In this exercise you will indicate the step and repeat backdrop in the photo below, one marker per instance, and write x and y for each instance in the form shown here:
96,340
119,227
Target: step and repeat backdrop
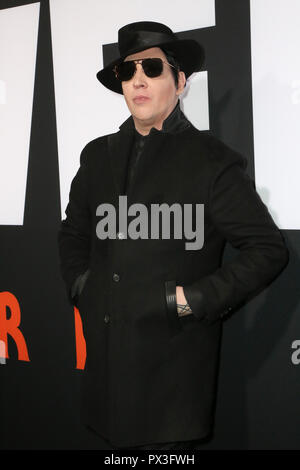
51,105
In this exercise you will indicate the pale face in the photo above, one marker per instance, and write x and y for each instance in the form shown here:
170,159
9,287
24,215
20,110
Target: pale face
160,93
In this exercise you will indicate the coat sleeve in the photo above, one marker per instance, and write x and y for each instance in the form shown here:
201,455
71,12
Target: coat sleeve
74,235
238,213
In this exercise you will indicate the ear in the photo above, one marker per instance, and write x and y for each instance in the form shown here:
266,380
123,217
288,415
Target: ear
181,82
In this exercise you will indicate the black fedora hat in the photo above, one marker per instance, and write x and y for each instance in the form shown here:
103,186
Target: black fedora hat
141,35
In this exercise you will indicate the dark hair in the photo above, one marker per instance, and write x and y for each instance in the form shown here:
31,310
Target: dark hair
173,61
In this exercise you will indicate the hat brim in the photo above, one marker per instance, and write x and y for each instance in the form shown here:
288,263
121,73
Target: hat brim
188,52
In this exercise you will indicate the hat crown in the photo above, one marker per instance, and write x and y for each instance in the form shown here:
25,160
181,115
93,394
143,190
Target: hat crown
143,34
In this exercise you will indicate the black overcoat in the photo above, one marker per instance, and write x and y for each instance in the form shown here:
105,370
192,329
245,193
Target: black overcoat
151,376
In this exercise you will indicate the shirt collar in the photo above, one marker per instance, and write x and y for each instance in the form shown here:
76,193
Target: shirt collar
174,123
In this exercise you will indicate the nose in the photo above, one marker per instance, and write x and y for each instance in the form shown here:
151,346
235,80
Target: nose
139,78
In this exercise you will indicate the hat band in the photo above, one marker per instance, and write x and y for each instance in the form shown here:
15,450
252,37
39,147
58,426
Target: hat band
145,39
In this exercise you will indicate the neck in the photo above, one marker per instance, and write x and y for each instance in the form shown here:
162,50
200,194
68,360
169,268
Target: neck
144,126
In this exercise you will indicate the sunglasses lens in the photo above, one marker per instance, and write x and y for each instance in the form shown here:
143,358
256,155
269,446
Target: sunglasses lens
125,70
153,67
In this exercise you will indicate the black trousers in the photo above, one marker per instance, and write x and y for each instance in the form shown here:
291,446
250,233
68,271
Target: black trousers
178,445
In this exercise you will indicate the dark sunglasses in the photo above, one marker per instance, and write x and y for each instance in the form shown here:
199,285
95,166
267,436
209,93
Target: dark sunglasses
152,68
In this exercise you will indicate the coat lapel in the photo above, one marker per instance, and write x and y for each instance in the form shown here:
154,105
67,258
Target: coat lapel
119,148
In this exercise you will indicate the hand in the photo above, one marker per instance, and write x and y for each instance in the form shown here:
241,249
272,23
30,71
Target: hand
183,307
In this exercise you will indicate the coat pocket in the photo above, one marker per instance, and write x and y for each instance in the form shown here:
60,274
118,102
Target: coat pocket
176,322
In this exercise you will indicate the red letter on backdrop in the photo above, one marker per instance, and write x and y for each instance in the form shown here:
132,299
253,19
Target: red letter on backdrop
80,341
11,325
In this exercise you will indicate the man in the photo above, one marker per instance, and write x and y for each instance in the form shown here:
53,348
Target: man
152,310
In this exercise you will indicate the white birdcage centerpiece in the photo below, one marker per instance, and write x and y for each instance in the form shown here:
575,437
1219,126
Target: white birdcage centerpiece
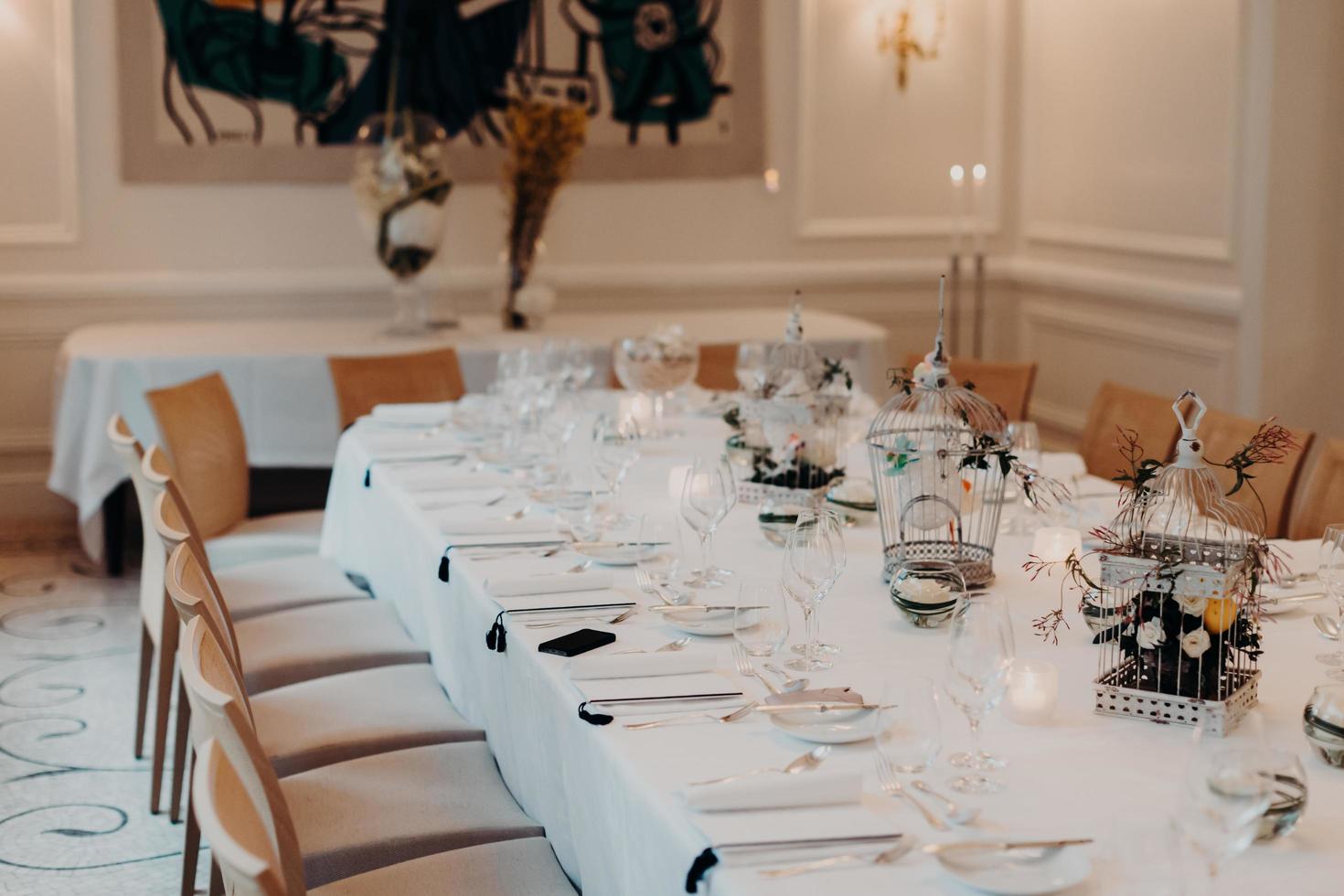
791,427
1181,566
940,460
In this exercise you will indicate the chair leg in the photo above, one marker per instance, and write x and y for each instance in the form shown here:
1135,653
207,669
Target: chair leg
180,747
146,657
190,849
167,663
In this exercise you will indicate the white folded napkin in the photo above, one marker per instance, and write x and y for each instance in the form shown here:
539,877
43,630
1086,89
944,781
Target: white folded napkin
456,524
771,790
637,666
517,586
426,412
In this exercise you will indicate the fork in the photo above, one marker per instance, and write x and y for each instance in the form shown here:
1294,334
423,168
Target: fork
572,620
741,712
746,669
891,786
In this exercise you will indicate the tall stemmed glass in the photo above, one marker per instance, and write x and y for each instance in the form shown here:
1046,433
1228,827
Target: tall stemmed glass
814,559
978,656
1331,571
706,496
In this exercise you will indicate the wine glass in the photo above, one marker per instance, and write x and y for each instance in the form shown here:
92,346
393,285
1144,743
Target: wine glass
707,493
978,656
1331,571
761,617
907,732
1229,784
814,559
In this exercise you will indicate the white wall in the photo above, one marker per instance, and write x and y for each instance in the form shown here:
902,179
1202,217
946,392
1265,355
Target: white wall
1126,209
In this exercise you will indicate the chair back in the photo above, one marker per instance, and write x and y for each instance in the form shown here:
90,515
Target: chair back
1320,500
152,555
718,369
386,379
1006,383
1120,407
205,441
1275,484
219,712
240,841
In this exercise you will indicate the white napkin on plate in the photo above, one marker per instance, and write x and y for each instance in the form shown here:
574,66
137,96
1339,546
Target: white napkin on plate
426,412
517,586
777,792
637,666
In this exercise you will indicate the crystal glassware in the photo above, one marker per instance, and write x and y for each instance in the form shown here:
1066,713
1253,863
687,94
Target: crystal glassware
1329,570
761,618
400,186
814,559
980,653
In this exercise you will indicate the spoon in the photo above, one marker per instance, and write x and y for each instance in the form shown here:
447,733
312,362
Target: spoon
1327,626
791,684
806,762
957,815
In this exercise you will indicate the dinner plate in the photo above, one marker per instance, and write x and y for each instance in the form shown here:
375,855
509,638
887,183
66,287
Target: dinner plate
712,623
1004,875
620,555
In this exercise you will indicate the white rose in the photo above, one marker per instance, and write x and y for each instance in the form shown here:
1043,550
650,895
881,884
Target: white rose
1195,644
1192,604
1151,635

### EXERCISE OBJECTIVE
Quote all the records verbatim, dropping any pictures from your copy.

### PROBLEM SOLUTION
In this exercise you will indicate the step and repeat backdrop in the photo below, one marker per instance, and write x and y for each instance in the form shown here:
96,340
119,227
Target: step and repeat backdrop
51,105
In this exercise you will indicate the pale face in the photo above, one marker per instance, and write x and y for each instance in the form shown here:
170,159
9,287
24,215
20,110
Target: pale face
160,93
In this exercise you will indicate the coat sleeve in the photo above, one marker per instance, and write x and y for each instance in the form shown here:
201,455
71,12
Target: coat sleeve
74,235
238,213
In this exercise you will indicate the ear in the photo above, one marker per instance, and write x and y for each instance in the form shown here:
266,380
123,217
288,415
Target: ear
181,82
In this exercise you will indicate the black fedora hat in the photo above, one marker per instance, and write x and y for each instance in the form shown here:
103,186
Target: black fedora hat
141,35
In this exercise you will indicate the dark hair in the photo above, one marker per instance, and write x and y for each instance in the form shown here:
31,310
Target: dark hair
173,61
In this exercise you will indicate the hat brim in the photo above, one marker per instance, and write x and y for each instance in the form shown here:
288,263
121,73
Target: hat brim
188,52
In this exercise you will indicate the hat crown in the photo above, one marker per instance, and write x and y for each instance in the form shown here:
25,160
181,115
93,394
143,190
Target: hat crown
143,34
In this exercise you will indicate the black overcoat in the photo above, one marker per instance, and write x and y for each instance in the form shown here:
105,370
192,329
245,193
Target: black overcoat
151,376
In this exercise you will indicate the shirt collar in the photo above, one marker per instance, and write x and y for each instance in the form shown here:
76,193
Target: shirt collar
174,123
In this exercise you will indicate the nose in the photo above, one marker per instance, and write x and y for each instance in the form shown here:
151,346
235,80
Target: nose
139,78
In this exercise you will indicate the hat band in the photo above, one marker per instance, and write x and y for each instance in the form shown here:
15,450
252,37
39,147
58,426
Target: hat band
145,39
In this exercise you will indicate the neck in the photo above, one marker per instance, and write x and y for each instance in the form shown here:
162,50
200,194
68,360
169,268
Target: neck
144,126
In this exercise you will indicate the sunglasses lens in the photo above, one marker per instance, and write x and y for each instance in the form shown here:
143,358
256,155
269,446
Target: sunglasses lens
125,70
153,67
In this exercise you will indicate the black trousers in the photo above, one marker per instance, and write x and y for each instance in the form shown here:
291,446
250,233
68,271
Target: black trousers
178,445
In this exercise you will indicate the dark sunglasses in the photo above, one marker per instance, and write x and y for each instance in the form shown here:
199,285
95,166
267,436
209,93
Target: dark sunglasses
152,68
In this exercise you will indicate the coat lapel in the photo above, one marker per instance, and write x and y for each instance in the form shown here:
154,105
67,258
Target: coat lapel
119,148
In this exercise you will indicate the hand in the photo above, one marker per instance, and write x and y for each instance in the form shown here:
241,249
272,23
30,71
Target: hand
183,307
In this exercise you will indicate the coat pocket in the photo above, one marker per instance, and write x and y for each instance in the form shown here:
60,274
118,102
Target: coat pocket
176,322
In this exercise you will indicate the red letter on backdrop in the photo above, one marker per instance, and write x and y for each instance in the form shown here:
132,299
253,19
Target: red letter on backdrop
80,341
11,325
In this exercise you will indicate the man in the photo above, one marker per instance, and write x and y for each instance in the form shown here:
53,348
Target: man
152,310
In this exercise you will indicate the white birdcage centerpiece in the photo below, one marker per instance, and write x and y for each instance in the form shown here:
575,437
1219,126
Target: white birdcage centerpiece
791,427
1181,566
940,460
In this exercise you will indicate the chair leg in the photo above, one marker per instance, and write x and y for each instance in the form shown here:
1135,653
207,669
Target: chair leg
180,747
146,657
190,849
167,663
In this exercise you will indicate the white folded napkin in the photo above, one marker per instance, and write x and y for each instance in the form shown here:
539,877
43,630
1086,89
944,781
Target: white folded napkin
456,524
771,790
637,666
517,586
426,412
In this exercise you will indicate the fork in the photo above, one marker per instance, and write x and y for each instance in the form shown here:
1294,334
423,168
Target: fork
572,620
741,712
746,669
891,786
In this exercise you will indicate the tall stemmed glass in the photo above, one marker per instance, and write x and y for each instance in the form shown here:
1046,433
1228,827
Target: tall stemmed glass
814,559
978,656
1331,571
706,496
In this exercise you will indicate the wine glass in the photo above, one marker per instance, and write x and y for each instance in the form shown here:
92,346
393,285
1144,743
Target: wine glass
707,493
978,656
1331,571
761,617
907,732
1229,784
814,559
In this exercise you will indicate the white wall in the photo above, one marker per instance, and write x and y for each instance in the form shown here:
902,179
1202,217
946,392
1265,355
Target: white wall
1126,209
In this exercise you will indicate the chair back in the photo above, one marker per instance, and write x and y for each instance in the form shown here:
90,515
Target: chair back
1320,500
152,555
718,369
386,379
1006,383
1120,407
205,441
1275,484
219,712
240,841
In this exercise you will indicate the white napkin on plate in the photo above, one marker per instance, and write x and y for each instance in the form shown here:
574,66
137,96
1339,546
Target: white napkin on plate
426,412
517,586
777,792
637,666
In this exercise you will indicate the crystal glassware in the photo above, one marker per instance, and write x and y for each instance in the form shown here:
1066,713
1253,863
687,94
Target: crystal glassware
1329,570
761,618
400,186
814,559
980,653
In this exercise you will indicate the spoon in the photo above, one marker per instance, and write x and y for each instance in the form shown here:
447,733
312,362
Target: spoon
1327,626
791,684
806,762
957,815
In this exercise you will indicate the dinner plate in the photo above, one marker per instance, and write x and y for each instance in the form shown here:
375,855
509,638
887,183
66,287
Target: dinner plate
712,623
1004,875
620,555
In this exercise you will indicate the white rose in the photo above, one marker per instance, and write x and y for each instance in the form shown here:
1043,550
650,895
881,884
Target: white rose
1195,644
1192,604
1151,635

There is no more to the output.